═══ Texto proporcionado

Azaña y Cataluña

Además de ser una de las principales figuras de la promoción novecentista de 1914 y un excelente escritor, de estirpe cervantina, don Manuel Azaña encarna, para muchos, lo que pudo haber sido –y no fue– la Segunda República. A lo largo de su trayectoria política, tuvo que lidiar muchas veces con el problema del nacionalismo catalán. Conviene no olvidar su experiencia y su criterio, tal como lo expone en sus discursos parlamentarios –fue, como Gil Robles, un brillantísimo orador– sus «Diarios» y algunos artículos. (Puede consultarse todo ello en sus «Obras Completas», que editó, en México, Juan Marichal; en la edición de sus «Diarios completos», que ha hecho Santos Juliá, y, sobre todo, en una interesantísima antología, «Sobre la autonomía política de Cataluña», que realizó el maestro de juristas Eduardo García de Enterría).

Azaña y CataluñaEsta historia comienza en 1930, en el viaje a Cataluña que hacen un grupo de intelectuales madrileños, con la mejor voluntad de acercamiento y comprensión. Azaña, que era entonces presidente del Ateneo de Madrid, con toda la carga cultural y política que eso suponía, lee el discurso de clausura –un texto escrito, no improvisado– en Barcelona, el 27 de marzo. Su posición, como la de sus compañeros, es de una generosidad que roza la ingenuidad: «Muy lejos de ser inconciliables, la libertad de Cataluña y la de España son la misma cosa».

Cuando llega la República, comprueba Azaña que la cuestión es mucho más peliaguda, por la sistemática deslealtad de los políticos catalanes. Su más importante pieza oratoria, sobre este tema, es el discurso que pronuncia el 27 de mayo de 1932, como presidente del Gobierno, en el debate parlamentario acerca del Proyecto de Estatuto de Cataluña. Para entonces, tiene ya muy claro Azaña que la Constitución de la República es el criterio jurídico superior y que, por definición, no puede infringirla el Estatuto de una Autonomía, que sólo existe en virtud de esa misma Constitución. Por eso, afirma rotundamente: «Es un concepto incompatible con la Constitución que Cataluña sea un Estado… Las regiones, después que tengan la autonomía, no son el extranjero, son España… Cataluña es una parte del Estado español».

También es tajante Azaña en el tema lingüístico: «La mayor desgracia que le pudiera ocurrir a un ciudadano español sería atenerse a su vascuence o a su catalán y prescindir del castellano».

══════
═══ Material proporcionado

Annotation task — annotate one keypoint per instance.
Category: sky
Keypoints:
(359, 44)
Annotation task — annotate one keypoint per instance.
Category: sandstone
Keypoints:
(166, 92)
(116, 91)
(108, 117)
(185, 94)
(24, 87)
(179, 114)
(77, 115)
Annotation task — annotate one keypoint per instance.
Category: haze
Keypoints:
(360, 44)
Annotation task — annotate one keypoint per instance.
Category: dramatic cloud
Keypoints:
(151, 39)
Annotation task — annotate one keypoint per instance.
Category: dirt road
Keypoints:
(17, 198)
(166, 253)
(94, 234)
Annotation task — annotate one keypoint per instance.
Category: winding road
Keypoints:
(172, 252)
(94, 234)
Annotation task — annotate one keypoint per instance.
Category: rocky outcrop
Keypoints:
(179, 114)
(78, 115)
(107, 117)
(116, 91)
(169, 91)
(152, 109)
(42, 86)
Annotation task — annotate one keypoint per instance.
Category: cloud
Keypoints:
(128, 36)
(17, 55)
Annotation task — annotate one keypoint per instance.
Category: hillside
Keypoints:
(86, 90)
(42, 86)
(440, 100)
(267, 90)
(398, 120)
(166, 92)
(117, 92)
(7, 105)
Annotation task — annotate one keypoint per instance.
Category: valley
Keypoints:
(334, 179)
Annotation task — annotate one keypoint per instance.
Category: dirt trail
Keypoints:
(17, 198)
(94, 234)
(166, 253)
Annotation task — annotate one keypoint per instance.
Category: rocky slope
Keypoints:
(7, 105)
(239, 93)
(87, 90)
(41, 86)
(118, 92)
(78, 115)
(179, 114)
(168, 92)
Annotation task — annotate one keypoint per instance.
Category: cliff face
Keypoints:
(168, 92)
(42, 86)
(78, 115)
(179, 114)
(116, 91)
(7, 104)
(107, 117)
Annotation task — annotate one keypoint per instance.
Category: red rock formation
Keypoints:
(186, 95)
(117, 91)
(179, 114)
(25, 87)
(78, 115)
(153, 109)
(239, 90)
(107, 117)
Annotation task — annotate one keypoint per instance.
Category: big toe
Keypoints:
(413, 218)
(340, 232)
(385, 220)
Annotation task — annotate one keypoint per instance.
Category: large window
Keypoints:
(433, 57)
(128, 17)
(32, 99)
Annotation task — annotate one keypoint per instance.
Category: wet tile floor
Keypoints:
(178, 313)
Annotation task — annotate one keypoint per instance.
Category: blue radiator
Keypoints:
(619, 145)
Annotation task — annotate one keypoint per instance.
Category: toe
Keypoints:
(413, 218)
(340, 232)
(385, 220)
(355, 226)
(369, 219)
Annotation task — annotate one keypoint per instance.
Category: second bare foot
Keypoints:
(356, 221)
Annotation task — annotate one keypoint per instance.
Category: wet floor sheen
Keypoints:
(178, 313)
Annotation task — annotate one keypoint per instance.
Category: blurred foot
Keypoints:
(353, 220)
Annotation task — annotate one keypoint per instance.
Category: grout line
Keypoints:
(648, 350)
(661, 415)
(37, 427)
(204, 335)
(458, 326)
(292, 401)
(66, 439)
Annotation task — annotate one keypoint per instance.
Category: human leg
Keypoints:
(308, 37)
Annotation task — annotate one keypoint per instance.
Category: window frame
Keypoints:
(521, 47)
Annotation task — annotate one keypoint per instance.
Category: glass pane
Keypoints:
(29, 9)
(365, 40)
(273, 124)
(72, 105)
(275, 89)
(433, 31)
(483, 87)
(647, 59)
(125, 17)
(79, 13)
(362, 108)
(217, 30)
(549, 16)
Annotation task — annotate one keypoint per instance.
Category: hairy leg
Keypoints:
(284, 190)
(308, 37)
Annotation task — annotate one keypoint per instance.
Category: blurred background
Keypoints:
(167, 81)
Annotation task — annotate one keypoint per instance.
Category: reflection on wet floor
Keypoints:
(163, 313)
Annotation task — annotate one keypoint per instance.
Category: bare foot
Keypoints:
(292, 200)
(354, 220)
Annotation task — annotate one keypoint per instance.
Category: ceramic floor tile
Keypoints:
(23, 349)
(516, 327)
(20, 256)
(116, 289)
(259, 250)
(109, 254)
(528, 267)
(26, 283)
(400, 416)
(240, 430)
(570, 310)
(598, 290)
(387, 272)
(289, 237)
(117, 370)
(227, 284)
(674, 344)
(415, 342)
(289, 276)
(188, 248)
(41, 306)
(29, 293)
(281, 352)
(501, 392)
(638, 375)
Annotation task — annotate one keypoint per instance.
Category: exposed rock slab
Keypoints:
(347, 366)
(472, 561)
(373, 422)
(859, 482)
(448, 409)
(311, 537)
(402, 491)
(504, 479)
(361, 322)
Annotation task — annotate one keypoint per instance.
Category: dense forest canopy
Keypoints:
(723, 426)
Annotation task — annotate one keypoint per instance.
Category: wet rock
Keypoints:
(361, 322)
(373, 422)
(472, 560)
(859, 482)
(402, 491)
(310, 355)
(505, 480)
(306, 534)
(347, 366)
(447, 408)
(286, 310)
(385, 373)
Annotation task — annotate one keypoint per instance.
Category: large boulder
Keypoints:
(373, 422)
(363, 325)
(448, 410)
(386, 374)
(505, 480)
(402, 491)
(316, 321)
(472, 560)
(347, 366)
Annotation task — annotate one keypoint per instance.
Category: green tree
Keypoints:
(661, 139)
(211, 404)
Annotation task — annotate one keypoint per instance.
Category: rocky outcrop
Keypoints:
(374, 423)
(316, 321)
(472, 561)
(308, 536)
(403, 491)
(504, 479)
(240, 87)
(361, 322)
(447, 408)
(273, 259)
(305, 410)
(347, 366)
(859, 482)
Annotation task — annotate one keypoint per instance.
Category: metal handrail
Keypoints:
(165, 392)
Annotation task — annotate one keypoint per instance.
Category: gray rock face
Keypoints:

══════

- Objetivo
Según el texto sobre Azaña y Cataluña, ¿qué cargo ocupaba Azaña cuando leyó en Barcelona el discurso de clausura de 1930?

- Solución del ejercicio
Era presidente del Ateneo de Madrid.